▶ ESTRATTO SCELTO
Ricevuta la brutta notizia, Luca iniziò a pianificare l’intervento: «Avevo solo 19 anni, ero un po’ ignorante e incosciente. Pensavo solo ad operarmi in fretta per poter ricominciare a giocare il prima possibile. I Maple Leafs suggerirono di affidarmi ad un chirurgo della zona, tra i migliori del Nordamerica, ma aveva una lista d’attesa di tre mesi. Chiamai i medici dell’Ambrì per capire come funzionavano le cose da noi e mi dissero che nel giro di qualche settimana, dopo gli esami del caso, sarebbe stato possibile intervenire. Decisi quindi di tornare qui, pensando anche alla riabilitazione: essere a casa mia, con la mia famiglia, avrebbe reso tutto più facile, anche a livello di comunicazione con i medici».

A fine settembre, Luca rientrò dunque in Ticino: «Feci degli esami a Bellinzona, poi mi proposero di scegliere tra Zurigo e Losanna per l’intervento. Per una questione di lingua, optammo per il CHUV. Andai lì a conoscere il professore con i miei genitori e una settimana dopo entrai in ospedale».

«Dov’è la collanina?»
Forse per ingenuità, forse per carattere, Luca affrontò quei giorni senza timore: «Non sapendo cosa aspettarmi, non avevo paura. Avevo l’impressione che tutto si sarebbe sistemato, nonostante lo specialista, durante l’incontro con i miei genitori, mi suggerì di iniziare a riflettere su un futuro lontano dall’hockey. Dentro di me pensai: ‘‘Sì, sì, d’accordo, tu operami bene, che io appena posso torno sui pattini’’. A mia mamma e a mio papà dissi la stessa cosa: ‘‘Proverò a giocare ancora. Se non funzionerà, vedremo’’. Loro mi sostennero in questa scelta. Ero proprio incosciente, ma ho affrontato la situazione con tranquillità, senza mai agitarmi».

▶ VOCI DELL'ELENCO
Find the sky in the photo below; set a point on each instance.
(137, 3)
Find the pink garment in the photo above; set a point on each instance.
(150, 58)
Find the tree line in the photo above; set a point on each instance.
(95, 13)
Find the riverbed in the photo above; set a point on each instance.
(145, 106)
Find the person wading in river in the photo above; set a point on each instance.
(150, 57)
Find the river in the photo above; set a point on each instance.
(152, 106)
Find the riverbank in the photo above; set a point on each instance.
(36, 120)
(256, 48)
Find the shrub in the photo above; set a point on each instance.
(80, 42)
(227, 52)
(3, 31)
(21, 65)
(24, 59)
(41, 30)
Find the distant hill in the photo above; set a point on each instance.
...
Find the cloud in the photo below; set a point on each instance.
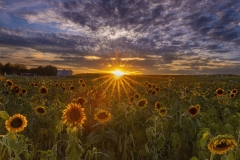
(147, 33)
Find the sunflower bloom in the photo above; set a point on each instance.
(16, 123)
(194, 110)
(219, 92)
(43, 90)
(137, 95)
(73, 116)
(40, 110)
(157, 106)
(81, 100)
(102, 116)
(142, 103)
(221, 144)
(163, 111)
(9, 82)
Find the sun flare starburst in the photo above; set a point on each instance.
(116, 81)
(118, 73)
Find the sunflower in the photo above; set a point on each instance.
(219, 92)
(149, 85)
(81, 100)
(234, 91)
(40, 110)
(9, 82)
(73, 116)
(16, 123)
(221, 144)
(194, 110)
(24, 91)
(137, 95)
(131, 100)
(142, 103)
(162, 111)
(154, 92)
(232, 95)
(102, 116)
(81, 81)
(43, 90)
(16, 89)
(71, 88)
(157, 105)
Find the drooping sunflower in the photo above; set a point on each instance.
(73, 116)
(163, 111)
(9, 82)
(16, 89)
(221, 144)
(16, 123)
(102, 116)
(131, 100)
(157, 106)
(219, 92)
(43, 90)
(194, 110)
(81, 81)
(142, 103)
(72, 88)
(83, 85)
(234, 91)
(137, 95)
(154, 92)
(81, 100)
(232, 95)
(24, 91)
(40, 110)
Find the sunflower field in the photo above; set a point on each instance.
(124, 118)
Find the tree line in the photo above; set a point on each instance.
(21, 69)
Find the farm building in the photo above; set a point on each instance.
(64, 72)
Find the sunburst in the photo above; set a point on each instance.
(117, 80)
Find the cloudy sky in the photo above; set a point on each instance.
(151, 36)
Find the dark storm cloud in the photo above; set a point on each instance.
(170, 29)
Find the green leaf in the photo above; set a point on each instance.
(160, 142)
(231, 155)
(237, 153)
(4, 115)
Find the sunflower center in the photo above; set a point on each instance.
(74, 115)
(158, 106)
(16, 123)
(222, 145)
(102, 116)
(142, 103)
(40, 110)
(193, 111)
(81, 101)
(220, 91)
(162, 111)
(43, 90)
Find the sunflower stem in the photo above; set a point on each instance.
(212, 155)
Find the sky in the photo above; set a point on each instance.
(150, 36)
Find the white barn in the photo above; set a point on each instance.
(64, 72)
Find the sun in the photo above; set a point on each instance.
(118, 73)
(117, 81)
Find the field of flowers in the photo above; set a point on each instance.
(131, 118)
--
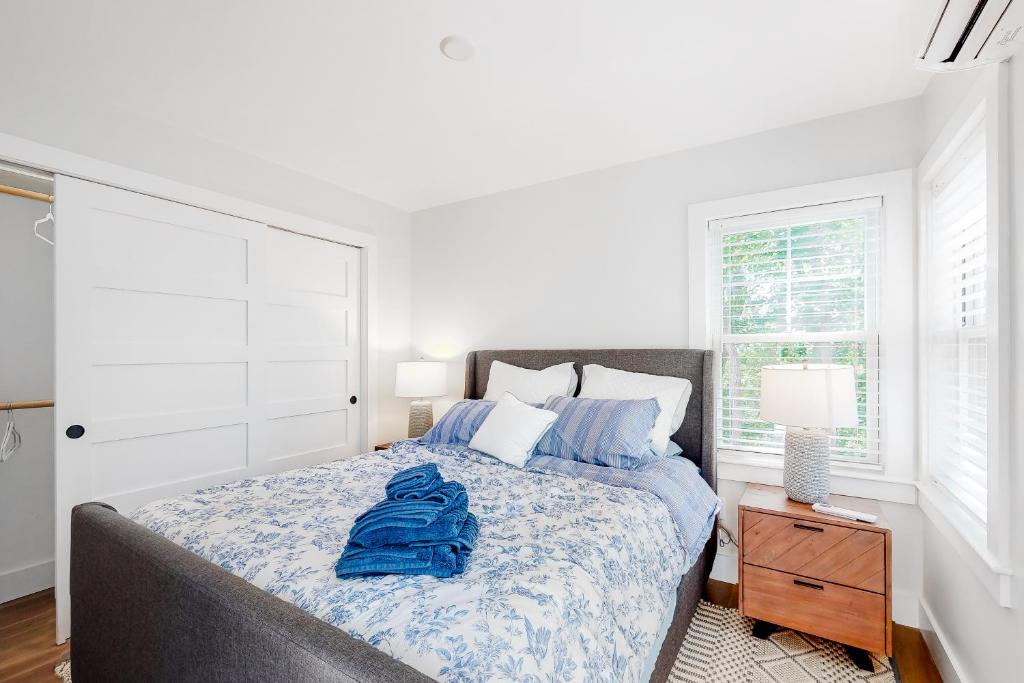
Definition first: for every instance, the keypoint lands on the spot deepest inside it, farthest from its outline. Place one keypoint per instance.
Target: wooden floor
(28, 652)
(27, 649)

▶ COMPITO
Spiega, in base all'estratto scelto, perché Luca decise di tornare in Ticino per l'intervento invece di farsi operare dal chirurgo suggerito dai Maple Leafs. Rispondi con una, due o tre frasi.

▶ RISPOSTA ALL'ESERCIZIO
Il chirurgo indicato dai Maple Leafs aveva una lista d'attesa di tre mesi, mentre i medici dell'Ambrì gli dissero che, dopo gli esami, si sarebbe potuto intervenire nel giro di qualche settimana. Luca pensò anche alla riabilitazione: stare a casa con la famiglia avrebbe reso tutto più facile, anche nella comunicazione con i medici.